## What you need to do
Output the data exactly, with every line intact.

## Provided records
----------------------------------------

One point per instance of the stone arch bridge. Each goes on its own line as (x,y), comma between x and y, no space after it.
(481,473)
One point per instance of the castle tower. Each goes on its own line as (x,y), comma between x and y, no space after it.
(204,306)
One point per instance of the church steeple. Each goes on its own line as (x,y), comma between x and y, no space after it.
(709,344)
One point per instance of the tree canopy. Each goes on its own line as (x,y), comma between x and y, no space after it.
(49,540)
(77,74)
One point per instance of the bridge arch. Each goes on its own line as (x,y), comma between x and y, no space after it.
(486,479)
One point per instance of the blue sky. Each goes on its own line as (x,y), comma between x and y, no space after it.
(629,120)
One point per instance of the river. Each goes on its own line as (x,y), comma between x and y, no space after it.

----------------------------------------

## Exercise response
One point per instance of the stone arch bridge. Each goes on its own line as (x,y), comma between x and y, no space after it.
(481,473)
One point per instance of the castle tower. Each goes on its own line as (x,y), comma between x and y, no space after it.
(204,306)
One point per instance of the church steeple. Each goes on its own line as (x,y), comma between x and y, no space after it.
(709,344)
One point per instance of the tree canopy. Each goes on its own line as (x,y), comma between x and y, no space after it.
(49,540)
(77,74)
One point per instance of the bridge arch. Each goes on its own line as (x,y), comma between x and y, no space after it.
(486,479)
One point per instance of the blue sky. Each goes on its own line as (x,y), comma between x and y, no space after it.
(629,120)
One point per instance of the river. Each goes on its own line as (x,y), comma between x and y, no space after it.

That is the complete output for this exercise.